» RECORDS TO USE:
***

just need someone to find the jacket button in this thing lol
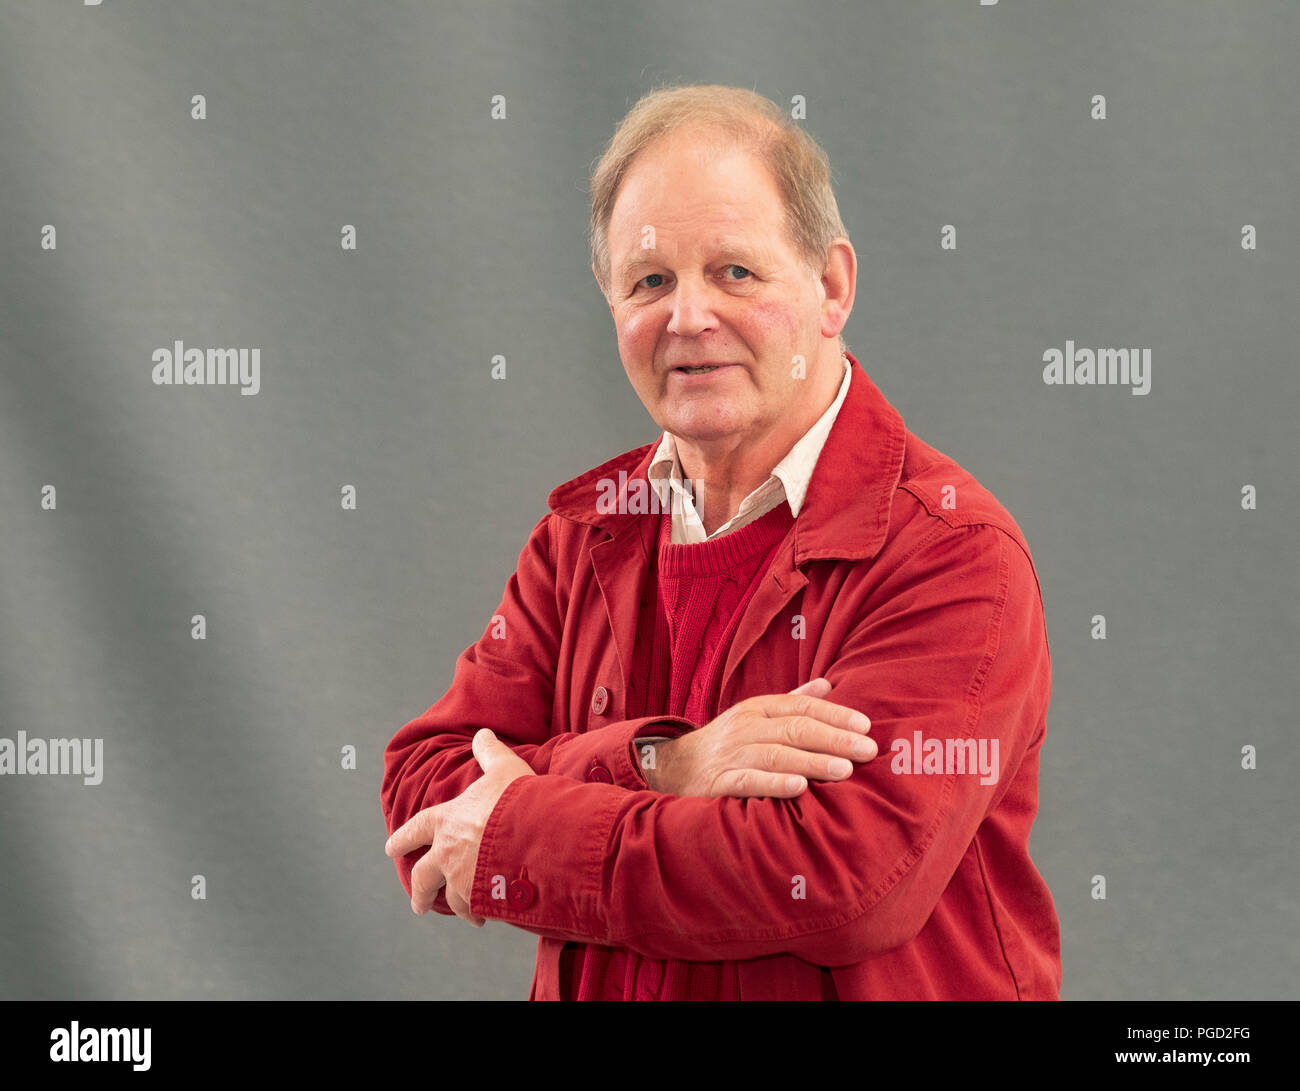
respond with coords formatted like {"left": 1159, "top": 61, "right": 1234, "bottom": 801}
{"left": 591, "top": 686, "right": 610, "bottom": 715}
{"left": 587, "top": 762, "right": 613, "bottom": 783}
{"left": 507, "top": 878, "right": 535, "bottom": 909}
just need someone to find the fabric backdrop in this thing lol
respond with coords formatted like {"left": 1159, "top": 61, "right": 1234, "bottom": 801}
{"left": 0, "top": 0, "right": 1295, "bottom": 1000}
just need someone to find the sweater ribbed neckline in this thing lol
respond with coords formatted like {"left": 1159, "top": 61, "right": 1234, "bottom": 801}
{"left": 656, "top": 502, "right": 795, "bottom": 577}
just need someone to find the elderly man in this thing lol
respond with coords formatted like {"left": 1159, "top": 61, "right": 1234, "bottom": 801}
{"left": 382, "top": 84, "right": 1061, "bottom": 1000}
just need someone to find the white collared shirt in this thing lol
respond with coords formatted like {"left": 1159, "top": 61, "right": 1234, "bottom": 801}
{"left": 648, "top": 354, "right": 853, "bottom": 545}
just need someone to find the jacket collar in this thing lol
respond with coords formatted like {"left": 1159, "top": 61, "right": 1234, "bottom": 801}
{"left": 547, "top": 350, "right": 907, "bottom": 565}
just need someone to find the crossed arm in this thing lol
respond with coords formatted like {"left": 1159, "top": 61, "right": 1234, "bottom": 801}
{"left": 381, "top": 512, "right": 1050, "bottom": 965}
{"left": 384, "top": 676, "right": 871, "bottom": 924}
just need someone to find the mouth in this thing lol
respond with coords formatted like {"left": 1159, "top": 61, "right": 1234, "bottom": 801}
{"left": 670, "top": 363, "right": 735, "bottom": 376}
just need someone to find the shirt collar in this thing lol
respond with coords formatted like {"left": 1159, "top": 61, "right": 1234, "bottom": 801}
{"left": 648, "top": 353, "right": 853, "bottom": 522}
{"left": 548, "top": 349, "right": 908, "bottom": 566}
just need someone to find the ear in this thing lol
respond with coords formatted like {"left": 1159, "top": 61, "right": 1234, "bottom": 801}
{"left": 818, "top": 238, "right": 857, "bottom": 342}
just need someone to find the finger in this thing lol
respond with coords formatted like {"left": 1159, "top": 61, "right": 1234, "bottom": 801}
{"left": 471, "top": 728, "right": 500, "bottom": 771}
{"left": 385, "top": 810, "right": 436, "bottom": 858}
{"left": 709, "top": 767, "right": 809, "bottom": 799}
{"left": 774, "top": 693, "right": 871, "bottom": 734}
{"left": 472, "top": 728, "right": 533, "bottom": 777}
{"left": 787, "top": 677, "right": 832, "bottom": 697}
{"left": 409, "top": 853, "right": 448, "bottom": 915}
{"left": 766, "top": 718, "right": 879, "bottom": 765}
{"left": 737, "top": 740, "right": 867, "bottom": 782}
{"left": 445, "top": 884, "right": 481, "bottom": 925}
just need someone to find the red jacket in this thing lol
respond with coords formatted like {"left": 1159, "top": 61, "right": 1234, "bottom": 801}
{"left": 382, "top": 353, "right": 1061, "bottom": 1000}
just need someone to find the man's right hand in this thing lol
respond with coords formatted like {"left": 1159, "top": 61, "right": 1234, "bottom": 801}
{"left": 642, "top": 678, "right": 876, "bottom": 798}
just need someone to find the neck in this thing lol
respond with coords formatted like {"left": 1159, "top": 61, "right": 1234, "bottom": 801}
{"left": 676, "top": 351, "right": 844, "bottom": 536}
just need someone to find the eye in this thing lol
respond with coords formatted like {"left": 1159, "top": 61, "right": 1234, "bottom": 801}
{"left": 639, "top": 273, "right": 666, "bottom": 289}
{"left": 724, "top": 264, "right": 752, "bottom": 280}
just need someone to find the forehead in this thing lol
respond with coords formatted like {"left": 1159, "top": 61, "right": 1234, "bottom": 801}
{"left": 607, "top": 131, "right": 788, "bottom": 249}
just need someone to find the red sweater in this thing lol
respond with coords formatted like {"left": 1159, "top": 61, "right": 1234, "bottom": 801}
{"left": 564, "top": 503, "right": 796, "bottom": 1000}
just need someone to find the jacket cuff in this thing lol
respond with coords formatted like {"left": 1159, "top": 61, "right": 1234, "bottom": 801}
{"left": 546, "top": 716, "right": 695, "bottom": 790}
{"left": 470, "top": 774, "right": 627, "bottom": 935}
{"left": 435, "top": 718, "right": 694, "bottom": 919}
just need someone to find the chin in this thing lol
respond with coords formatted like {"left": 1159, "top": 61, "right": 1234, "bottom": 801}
{"left": 662, "top": 404, "right": 750, "bottom": 442}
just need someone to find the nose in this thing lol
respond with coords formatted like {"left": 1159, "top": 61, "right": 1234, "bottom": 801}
{"left": 666, "top": 274, "right": 718, "bottom": 337}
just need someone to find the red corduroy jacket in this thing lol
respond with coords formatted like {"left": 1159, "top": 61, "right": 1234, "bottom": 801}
{"left": 382, "top": 353, "right": 1062, "bottom": 1000}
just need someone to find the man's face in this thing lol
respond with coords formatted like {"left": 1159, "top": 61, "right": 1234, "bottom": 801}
{"left": 601, "top": 130, "right": 835, "bottom": 447}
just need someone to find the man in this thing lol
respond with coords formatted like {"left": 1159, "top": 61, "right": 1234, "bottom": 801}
{"left": 382, "top": 84, "right": 1061, "bottom": 1000}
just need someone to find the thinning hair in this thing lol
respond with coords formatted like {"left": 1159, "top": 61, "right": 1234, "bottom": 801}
{"left": 589, "top": 85, "right": 849, "bottom": 325}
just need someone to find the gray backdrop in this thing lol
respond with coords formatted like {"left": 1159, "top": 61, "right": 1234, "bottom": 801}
{"left": 1, "top": 0, "right": 1295, "bottom": 1000}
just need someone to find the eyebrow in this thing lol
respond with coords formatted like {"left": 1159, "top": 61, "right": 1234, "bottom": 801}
{"left": 618, "top": 255, "right": 658, "bottom": 280}
{"left": 617, "top": 241, "right": 767, "bottom": 282}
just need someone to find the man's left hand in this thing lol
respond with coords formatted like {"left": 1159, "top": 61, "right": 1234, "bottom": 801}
{"left": 385, "top": 728, "right": 535, "bottom": 925}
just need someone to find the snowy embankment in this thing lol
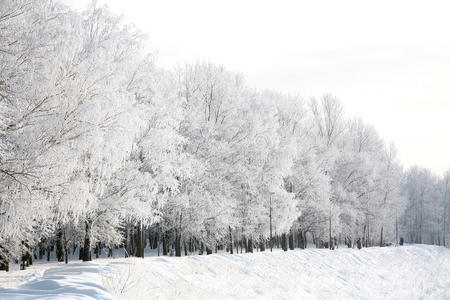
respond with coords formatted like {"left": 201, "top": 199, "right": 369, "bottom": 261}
{"left": 0, "top": 245, "right": 449, "bottom": 300}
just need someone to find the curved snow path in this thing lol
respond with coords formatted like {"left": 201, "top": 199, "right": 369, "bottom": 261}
{"left": 0, "top": 245, "right": 449, "bottom": 299}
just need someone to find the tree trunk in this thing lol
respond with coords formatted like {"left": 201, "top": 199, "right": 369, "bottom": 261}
{"left": 175, "top": 214, "right": 182, "bottom": 257}
{"left": 47, "top": 245, "right": 52, "bottom": 261}
{"left": 363, "top": 224, "right": 366, "bottom": 248}
{"left": 56, "top": 228, "right": 64, "bottom": 262}
{"left": 0, "top": 250, "right": 9, "bottom": 272}
{"left": 329, "top": 212, "right": 333, "bottom": 250}
{"left": 281, "top": 233, "right": 288, "bottom": 251}
{"left": 269, "top": 195, "right": 273, "bottom": 252}
{"left": 206, "top": 243, "right": 212, "bottom": 255}
{"left": 136, "top": 225, "right": 141, "bottom": 258}
{"left": 443, "top": 186, "right": 447, "bottom": 246}
{"left": 229, "top": 226, "right": 233, "bottom": 254}
{"left": 259, "top": 235, "right": 265, "bottom": 252}
{"left": 82, "top": 220, "right": 92, "bottom": 262}
{"left": 162, "top": 233, "right": 168, "bottom": 256}
{"left": 149, "top": 231, "right": 153, "bottom": 249}
{"left": 0, "top": 260, "right": 9, "bottom": 272}
{"left": 175, "top": 227, "right": 181, "bottom": 257}
{"left": 136, "top": 221, "right": 145, "bottom": 258}
{"left": 125, "top": 226, "right": 131, "bottom": 258}
{"left": 64, "top": 244, "right": 69, "bottom": 264}
{"left": 22, "top": 244, "right": 33, "bottom": 267}
{"left": 131, "top": 226, "right": 137, "bottom": 256}
{"left": 248, "top": 238, "right": 253, "bottom": 253}
{"left": 396, "top": 214, "right": 399, "bottom": 246}
{"left": 63, "top": 231, "right": 69, "bottom": 264}
{"left": 297, "top": 230, "right": 303, "bottom": 249}
{"left": 21, "top": 253, "right": 27, "bottom": 268}
{"left": 39, "top": 243, "right": 44, "bottom": 260}
{"left": 380, "top": 226, "right": 384, "bottom": 247}
{"left": 288, "top": 230, "right": 294, "bottom": 250}
{"left": 157, "top": 225, "right": 160, "bottom": 256}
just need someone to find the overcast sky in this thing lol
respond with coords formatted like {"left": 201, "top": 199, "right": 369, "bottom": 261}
{"left": 64, "top": 0, "right": 450, "bottom": 175}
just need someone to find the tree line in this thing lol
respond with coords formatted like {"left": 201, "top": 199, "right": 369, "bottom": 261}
{"left": 0, "top": 1, "right": 449, "bottom": 271}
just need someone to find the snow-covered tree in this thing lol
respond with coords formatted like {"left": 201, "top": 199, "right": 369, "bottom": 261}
{"left": 1, "top": 0, "right": 447, "bottom": 272}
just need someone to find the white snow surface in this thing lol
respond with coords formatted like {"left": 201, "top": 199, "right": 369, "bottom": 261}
{"left": 0, "top": 245, "right": 449, "bottom": 300}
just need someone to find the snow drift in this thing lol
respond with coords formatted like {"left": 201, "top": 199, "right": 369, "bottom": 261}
{"left": 0, "top": 245, "right": 449, "bottom": 300}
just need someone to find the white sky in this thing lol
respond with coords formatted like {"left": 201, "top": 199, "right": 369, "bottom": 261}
{"left": 64, "top": 0, "right": 450, "bottom": 175}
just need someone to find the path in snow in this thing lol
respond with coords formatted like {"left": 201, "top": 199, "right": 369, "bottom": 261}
{"left": 0, "top": 244, "right": 449, "bottom": 299}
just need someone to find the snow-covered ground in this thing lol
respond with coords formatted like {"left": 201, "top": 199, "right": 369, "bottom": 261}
{"left": 0, "top": 245, "right": 449, "bottom": 300}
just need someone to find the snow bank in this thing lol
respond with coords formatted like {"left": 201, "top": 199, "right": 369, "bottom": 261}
{"left": 0, "top": 245, "right": 449, "bottom": 299}
{"left": 0, "top": 263, "right": 112, "bottom": 299}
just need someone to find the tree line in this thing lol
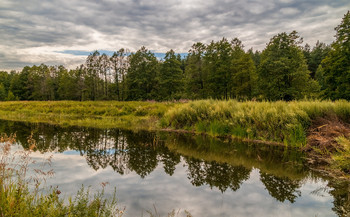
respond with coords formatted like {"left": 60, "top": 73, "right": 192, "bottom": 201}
{"left": 0, "top": 11, "right": 349, "bottom": 102}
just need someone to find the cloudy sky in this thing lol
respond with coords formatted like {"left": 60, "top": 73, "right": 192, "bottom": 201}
{"left": 0, "top": 0, "right": 349, "bottom": 71}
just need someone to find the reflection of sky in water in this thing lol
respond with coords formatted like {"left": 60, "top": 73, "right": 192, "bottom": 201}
{"left": 28, "top": 150, "right": 335, "bottom": 217}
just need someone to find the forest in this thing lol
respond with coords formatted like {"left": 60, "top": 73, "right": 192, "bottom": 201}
{"left": 0, "top": 11, "right": 348, "bottom": 102}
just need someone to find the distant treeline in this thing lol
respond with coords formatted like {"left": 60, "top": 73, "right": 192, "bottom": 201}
{"left": 0, "top": 11, "right": 349, "bottom": 102}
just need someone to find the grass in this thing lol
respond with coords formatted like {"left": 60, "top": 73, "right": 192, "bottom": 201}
{"left": 333, "top": 136, "right": 350, "bottom": 173}
{"left": 162, "top": 100, "right": 350, "bottom": 146}
{"left": 0, "top": 101, "right": 173, "bottom": 130}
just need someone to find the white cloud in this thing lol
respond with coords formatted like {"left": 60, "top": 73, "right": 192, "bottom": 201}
{"left": 0, "top": 0, "right": 349, "bottom": 70}
{"left": 280, "top": 7, "right": 300, "bottom": 15}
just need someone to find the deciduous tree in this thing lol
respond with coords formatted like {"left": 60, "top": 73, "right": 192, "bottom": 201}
{"left": 258, "top": 31, "right": 319, "bottom": 101}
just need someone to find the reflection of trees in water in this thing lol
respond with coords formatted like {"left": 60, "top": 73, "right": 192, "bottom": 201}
{"left": 123, "top": 131, "right": 158, "bottom": 178}
{"left": 73, "top": 129, "right": 181, "bottom": 178}
{"left": 1, "top": 120, "right": 350, "bottom": 214}
{"left": 260, "top": 172, "right": 301, "bottom": 203}
{"left": 185, "top": 157, "right": 251, "bottom": 192}
{"left": 328, "top": 181, "right": 350, "bottom": 216}
{"left": 0, "top": 120, "right": 181, "bottom": 178}
{"left": 84, "top": 129, "right": 118, "bottom": 171}
{"left": 109, "top": 132, "right": 129, "bottom": 175}
{"left": 159, "top": 147, "right": 180, "bottom": 176}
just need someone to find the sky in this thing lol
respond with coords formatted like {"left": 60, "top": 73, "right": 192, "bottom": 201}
{"left": 0, "top": 0, "right": 349, "bottom": 71}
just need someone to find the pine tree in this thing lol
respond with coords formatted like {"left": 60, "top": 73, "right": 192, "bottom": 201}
{"left": 204, "top": 38, "right": 233, "bottom": 100}
{"left": 230, "top": 38, "right": 258, "bottom": 100}
{"left": 156, "top": 50, "right": 184, "bottom": 100}
{"left": 322, "top": 11, "right": 350, "bottom": 100}
{"left": 184, "top": 42, "right": 206, "bottom": 99}
{"left": 126, "top": 47, "right": 159, "bottom": 100}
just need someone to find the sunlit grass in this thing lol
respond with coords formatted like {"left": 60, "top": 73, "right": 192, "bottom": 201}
{"left": 333, "top": 136, "right": 350, "bottom": 173}
{"left": 1, "top": 100, "right": 350, "bottom": 148}
{"left": 0, "top": 101, "right": 174, "bottom": 130}
{"left": 162, "top": 100, "right": 350, "bottom": 147}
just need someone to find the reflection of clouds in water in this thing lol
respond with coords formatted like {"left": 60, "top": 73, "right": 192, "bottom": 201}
{"left": 27, "top": 152, "right": 335, "bottom": 217}
{"left": 300, "top": 179, "right": 332, "bottom": 202}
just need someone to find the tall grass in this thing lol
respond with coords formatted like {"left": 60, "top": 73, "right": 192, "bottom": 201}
{"left": 1, "top": 100, "right": 350, "bottom": 147}
{"left": 0, "top": 134, "right": 124, "bottom": 217}
{"left": 162, "top": 100, "right": 350, "bottom": 147}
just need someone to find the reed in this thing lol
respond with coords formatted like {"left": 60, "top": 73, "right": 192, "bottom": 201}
{"left": 162, "top": 100, "right": 350, "bottom": 147}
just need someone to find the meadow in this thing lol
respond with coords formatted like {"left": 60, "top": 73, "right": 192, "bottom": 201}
{"left": 0, "top": 101, "right": 172, "bottom": 130}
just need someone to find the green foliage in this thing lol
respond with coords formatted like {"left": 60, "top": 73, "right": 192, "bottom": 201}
{"left": 28, "top": 64, "right": 57, "bottom": 100}
{"left": 258, "top": 31, "right": 320, "bottom": 101}
{"left": 303, "top": 41, "right": 331, "bottom": 78}
{"left": 0, "top": 71, "right": 11, "bottom": 93}
{"left": 9, "top": 67, "right": 30, "bottom": 100}
{"left": 0, "top": 83, "right": 6, "bottom": 101}
{"left": 248, "top": 48, "right": 261, "bottom": 68}
{"left": 156, "top": 50, "right": 184, "bottom": 100}
{"left": 6, "top": 90, "right": 17, "bottom": 101}
{"left": 322, "top": 11, "right": 350, "bottom": 100}
{"left": 126, "top": 47, "right": 159, "bottom": 100}
{"left": 57, "top": 66, "right": 82, "bottom": 100}
{"left": 110, "top": 48, "right": 129, "bottom": 101}
{"left": 184, "top": 42, "right": 207, "bottom": 99}
{"left": 315, "top": 65, "right": 325, "bottom": 90}
{"left": 231, "top": 40, "right": 258, "bottom": 99}
{"left": 85, "top": 50, "right": 104, "bottom": 100}
{"left": 183, "top": 38, "right": 258, "bottom": 100}
{"left": 204, "top": 38, "right": 233, "bottom": 99}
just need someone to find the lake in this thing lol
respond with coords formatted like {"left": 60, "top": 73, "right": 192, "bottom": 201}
{"left": 0, "top": 120, "right": 349, "bottom": 217}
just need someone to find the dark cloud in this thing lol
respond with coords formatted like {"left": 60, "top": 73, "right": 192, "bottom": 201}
{"left": 0, "top": 0, "right": 349, "bottom": 70}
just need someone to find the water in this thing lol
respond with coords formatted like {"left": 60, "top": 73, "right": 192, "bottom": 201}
{"left": 0, "top": 120, "right": 349, "bottom": 217}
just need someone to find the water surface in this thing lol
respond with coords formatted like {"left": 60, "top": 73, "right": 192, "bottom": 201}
{"left": 0, "top": 120, "right": 349, "bottom": 217}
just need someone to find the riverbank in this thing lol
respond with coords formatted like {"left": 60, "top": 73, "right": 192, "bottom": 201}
{"left": 0, "top": 100, "right": 349, "bottom": 177}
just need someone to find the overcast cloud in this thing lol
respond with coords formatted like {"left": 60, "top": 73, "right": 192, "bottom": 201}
{"left": 0, "top": 0, "right": 349, "bottom": 70}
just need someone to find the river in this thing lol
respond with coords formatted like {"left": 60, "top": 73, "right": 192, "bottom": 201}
{"left": 0, "top": 120, "right": 348, "bottom": 217}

***

» YOUR ASSIGNMENT:
Copy out every line from the data above that has "path" in it.

» PROBLEM SOLUTION:
just need someone to find the curved snow path in this thing lol
just need someone to find the path in snow in this thing lol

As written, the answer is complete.